(Excerpted records)

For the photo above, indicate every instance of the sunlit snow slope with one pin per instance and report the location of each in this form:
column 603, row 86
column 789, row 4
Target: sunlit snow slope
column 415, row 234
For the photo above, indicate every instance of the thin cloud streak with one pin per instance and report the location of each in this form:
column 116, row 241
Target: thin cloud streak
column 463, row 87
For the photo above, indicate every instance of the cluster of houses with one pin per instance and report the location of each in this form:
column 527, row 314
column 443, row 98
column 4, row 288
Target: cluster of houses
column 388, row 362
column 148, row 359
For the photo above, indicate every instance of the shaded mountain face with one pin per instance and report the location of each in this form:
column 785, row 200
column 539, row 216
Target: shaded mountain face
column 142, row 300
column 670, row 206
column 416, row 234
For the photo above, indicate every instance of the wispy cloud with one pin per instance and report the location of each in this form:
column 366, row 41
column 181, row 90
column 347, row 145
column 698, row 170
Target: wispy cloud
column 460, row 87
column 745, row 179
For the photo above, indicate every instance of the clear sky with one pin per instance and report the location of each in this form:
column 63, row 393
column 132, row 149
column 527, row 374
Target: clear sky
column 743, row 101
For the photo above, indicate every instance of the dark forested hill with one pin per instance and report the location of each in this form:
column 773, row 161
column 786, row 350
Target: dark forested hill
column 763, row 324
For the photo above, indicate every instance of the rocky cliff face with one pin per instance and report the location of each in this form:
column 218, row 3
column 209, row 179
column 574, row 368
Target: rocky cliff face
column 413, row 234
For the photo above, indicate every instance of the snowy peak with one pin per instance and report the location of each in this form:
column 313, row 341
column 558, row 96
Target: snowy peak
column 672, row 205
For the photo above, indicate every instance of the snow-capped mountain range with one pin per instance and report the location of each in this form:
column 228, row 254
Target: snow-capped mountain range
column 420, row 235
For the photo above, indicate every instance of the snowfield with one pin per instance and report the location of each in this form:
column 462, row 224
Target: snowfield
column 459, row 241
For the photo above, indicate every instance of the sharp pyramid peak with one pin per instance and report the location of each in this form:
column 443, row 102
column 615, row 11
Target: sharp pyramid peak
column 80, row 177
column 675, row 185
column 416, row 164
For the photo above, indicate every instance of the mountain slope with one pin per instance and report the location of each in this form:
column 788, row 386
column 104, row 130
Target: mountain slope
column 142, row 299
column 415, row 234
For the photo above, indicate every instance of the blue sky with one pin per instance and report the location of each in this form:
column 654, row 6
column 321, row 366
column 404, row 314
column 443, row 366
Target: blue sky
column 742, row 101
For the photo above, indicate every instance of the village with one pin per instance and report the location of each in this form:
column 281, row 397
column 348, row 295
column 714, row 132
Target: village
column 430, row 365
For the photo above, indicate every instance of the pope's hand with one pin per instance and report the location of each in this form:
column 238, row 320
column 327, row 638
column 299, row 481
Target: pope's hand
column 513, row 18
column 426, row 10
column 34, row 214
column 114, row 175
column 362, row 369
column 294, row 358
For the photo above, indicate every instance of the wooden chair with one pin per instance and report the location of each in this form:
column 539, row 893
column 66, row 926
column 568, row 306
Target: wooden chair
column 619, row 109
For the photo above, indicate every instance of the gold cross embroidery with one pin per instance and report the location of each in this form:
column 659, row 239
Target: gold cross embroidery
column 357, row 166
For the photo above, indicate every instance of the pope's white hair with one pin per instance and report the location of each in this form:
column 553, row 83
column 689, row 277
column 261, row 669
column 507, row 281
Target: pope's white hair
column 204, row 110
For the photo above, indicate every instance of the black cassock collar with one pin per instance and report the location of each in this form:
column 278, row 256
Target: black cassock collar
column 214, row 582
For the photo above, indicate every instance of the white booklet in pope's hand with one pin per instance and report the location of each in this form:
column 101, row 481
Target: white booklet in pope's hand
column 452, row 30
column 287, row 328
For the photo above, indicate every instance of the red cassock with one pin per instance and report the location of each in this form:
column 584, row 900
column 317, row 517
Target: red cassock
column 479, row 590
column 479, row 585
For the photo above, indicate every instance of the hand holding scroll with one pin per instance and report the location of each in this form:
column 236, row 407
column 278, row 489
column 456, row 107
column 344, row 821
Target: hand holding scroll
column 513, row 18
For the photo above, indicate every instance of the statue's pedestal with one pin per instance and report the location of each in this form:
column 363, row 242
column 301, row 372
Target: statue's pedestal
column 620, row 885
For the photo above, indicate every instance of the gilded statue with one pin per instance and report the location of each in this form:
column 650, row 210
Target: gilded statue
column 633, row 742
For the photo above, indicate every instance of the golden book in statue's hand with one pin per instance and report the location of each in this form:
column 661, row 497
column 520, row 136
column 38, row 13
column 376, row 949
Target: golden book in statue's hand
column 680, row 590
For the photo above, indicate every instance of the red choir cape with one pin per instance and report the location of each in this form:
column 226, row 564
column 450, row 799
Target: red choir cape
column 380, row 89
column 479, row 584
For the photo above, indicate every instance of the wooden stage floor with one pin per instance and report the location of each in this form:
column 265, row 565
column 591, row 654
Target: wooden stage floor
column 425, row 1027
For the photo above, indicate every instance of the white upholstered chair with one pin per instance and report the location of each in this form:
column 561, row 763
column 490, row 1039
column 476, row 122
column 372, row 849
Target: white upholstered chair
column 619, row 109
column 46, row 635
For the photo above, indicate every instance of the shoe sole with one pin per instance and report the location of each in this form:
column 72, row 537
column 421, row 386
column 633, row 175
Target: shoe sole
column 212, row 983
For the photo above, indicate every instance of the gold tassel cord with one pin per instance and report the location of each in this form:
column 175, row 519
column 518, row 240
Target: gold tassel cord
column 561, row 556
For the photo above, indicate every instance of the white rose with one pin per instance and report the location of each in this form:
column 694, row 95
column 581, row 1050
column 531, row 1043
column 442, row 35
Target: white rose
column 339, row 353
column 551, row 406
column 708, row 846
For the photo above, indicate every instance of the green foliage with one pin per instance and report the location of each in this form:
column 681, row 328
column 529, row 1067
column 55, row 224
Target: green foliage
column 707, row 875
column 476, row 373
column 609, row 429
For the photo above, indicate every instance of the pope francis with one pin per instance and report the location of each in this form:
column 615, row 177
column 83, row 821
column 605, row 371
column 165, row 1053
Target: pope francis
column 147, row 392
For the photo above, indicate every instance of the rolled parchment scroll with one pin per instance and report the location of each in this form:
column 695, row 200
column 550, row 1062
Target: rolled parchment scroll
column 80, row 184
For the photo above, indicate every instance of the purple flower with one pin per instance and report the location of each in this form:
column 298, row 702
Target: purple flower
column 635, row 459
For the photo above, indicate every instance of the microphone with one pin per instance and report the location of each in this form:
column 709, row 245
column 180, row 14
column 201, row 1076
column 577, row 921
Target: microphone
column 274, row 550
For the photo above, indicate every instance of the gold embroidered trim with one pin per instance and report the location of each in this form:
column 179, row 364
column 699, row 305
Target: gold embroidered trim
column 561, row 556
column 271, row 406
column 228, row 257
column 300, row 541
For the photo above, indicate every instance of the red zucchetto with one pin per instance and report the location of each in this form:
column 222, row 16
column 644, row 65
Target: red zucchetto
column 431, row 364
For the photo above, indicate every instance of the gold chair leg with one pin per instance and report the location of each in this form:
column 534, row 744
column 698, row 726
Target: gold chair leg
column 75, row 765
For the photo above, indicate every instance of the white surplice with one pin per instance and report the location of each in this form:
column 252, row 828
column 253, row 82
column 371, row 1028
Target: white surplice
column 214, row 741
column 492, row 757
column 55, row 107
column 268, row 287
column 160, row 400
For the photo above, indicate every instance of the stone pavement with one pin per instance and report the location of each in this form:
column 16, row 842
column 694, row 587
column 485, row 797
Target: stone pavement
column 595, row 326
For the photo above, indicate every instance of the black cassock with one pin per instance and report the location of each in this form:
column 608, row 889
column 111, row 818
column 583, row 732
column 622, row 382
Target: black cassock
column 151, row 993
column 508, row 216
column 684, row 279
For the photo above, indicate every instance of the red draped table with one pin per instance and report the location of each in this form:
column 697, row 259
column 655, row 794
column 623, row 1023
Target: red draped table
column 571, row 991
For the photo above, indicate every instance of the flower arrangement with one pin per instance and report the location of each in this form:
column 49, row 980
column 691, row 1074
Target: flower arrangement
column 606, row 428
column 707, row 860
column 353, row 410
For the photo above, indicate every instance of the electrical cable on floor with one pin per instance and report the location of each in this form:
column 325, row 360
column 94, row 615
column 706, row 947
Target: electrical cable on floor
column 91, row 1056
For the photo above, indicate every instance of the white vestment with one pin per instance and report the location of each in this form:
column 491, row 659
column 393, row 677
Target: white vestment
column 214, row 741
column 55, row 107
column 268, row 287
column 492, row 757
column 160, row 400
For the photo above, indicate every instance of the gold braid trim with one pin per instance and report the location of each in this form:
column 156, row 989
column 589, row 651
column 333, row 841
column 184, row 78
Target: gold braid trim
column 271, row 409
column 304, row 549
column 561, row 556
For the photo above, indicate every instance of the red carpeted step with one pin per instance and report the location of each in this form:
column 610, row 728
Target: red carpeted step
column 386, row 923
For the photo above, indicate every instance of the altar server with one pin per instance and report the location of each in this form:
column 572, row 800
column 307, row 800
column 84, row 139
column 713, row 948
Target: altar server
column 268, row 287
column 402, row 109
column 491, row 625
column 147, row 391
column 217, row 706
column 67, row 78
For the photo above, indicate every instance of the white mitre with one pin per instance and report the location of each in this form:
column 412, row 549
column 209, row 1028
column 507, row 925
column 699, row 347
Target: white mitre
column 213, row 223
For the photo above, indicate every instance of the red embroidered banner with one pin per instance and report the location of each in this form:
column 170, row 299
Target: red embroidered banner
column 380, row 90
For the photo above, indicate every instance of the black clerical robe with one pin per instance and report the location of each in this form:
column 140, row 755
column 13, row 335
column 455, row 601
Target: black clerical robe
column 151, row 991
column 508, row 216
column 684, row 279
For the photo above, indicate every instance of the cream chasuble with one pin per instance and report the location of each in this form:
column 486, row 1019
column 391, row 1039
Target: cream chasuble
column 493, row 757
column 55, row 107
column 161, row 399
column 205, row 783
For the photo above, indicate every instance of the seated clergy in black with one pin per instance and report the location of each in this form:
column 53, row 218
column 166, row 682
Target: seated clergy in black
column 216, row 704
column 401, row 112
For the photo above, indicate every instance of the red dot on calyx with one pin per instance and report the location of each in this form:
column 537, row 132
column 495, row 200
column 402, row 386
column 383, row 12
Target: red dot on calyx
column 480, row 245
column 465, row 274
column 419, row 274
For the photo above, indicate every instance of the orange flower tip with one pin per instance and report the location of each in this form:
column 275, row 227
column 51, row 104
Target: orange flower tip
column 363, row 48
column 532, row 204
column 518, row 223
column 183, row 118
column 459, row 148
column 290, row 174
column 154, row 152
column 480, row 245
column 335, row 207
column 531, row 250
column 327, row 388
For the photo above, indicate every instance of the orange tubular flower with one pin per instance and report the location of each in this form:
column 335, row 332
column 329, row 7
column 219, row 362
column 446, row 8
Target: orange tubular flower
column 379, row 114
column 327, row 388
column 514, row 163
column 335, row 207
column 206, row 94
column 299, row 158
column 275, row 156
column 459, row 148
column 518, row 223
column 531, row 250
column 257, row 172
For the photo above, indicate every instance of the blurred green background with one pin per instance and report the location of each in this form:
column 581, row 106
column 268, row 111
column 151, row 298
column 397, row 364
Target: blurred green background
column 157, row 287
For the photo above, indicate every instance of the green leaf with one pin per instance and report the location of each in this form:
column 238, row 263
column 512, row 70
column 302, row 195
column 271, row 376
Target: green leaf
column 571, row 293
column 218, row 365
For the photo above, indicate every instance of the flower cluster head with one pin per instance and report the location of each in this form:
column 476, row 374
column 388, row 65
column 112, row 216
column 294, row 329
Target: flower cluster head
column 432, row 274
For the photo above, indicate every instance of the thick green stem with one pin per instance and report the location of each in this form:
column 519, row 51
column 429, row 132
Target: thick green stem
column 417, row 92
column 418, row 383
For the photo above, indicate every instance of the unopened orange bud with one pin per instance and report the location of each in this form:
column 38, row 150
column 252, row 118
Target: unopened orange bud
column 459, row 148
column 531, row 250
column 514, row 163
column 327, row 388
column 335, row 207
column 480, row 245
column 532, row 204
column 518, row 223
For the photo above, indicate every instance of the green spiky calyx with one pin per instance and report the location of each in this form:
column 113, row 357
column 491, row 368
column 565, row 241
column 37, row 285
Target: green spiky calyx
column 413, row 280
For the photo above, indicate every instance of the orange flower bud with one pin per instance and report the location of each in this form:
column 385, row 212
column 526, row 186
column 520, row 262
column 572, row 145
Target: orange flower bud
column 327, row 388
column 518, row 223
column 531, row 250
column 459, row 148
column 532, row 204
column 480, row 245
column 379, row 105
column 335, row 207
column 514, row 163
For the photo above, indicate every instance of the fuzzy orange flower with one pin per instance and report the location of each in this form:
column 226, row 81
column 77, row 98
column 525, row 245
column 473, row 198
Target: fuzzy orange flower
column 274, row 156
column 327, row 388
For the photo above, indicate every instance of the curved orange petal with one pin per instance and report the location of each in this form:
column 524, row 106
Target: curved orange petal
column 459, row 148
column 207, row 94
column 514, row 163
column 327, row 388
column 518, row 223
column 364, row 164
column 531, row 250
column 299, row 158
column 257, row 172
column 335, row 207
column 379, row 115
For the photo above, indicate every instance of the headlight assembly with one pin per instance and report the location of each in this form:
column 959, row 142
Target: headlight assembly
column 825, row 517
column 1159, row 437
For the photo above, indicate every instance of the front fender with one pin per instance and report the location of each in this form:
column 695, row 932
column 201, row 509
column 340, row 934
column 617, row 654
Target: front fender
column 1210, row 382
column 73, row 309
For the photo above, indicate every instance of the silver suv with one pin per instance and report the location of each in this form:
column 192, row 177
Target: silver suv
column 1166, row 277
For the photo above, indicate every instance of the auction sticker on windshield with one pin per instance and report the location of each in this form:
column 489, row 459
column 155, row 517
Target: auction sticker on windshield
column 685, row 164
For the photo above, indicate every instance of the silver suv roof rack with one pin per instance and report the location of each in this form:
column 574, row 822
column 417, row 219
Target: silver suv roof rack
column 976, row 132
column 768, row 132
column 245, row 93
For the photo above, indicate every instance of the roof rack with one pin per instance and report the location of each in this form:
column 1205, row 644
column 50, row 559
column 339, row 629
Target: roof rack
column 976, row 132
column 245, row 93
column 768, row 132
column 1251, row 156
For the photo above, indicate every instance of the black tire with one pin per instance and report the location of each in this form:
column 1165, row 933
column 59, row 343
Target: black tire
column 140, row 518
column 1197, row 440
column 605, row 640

(End Excerpted records)

Prompt → Reproduce, word for word and in full, only the lines above that start at the line with "column 527, row 314" and run through the line with "column 698, row 170", both ends included.

Result of the exercise →
column 527, row 314
column 443, row 98
column 4, row 288
Target: cluster of houses
column 388, row 362
column 148, row 359
For the photo above, indicate every instance of the shaded mountain face with one pin per instance and report the location of each in this form:
column 785, row 200
column 539, row 216
Target: shaded mountain face
column 142, row 300
column 670, row 206
column 416, row 234
For the photo above, indicate every instance of the wispy cloud with one pin per instance and report the location of each in this form:
column 366, row 41
column 181, row 90
column 347, row 145
column 698, row 170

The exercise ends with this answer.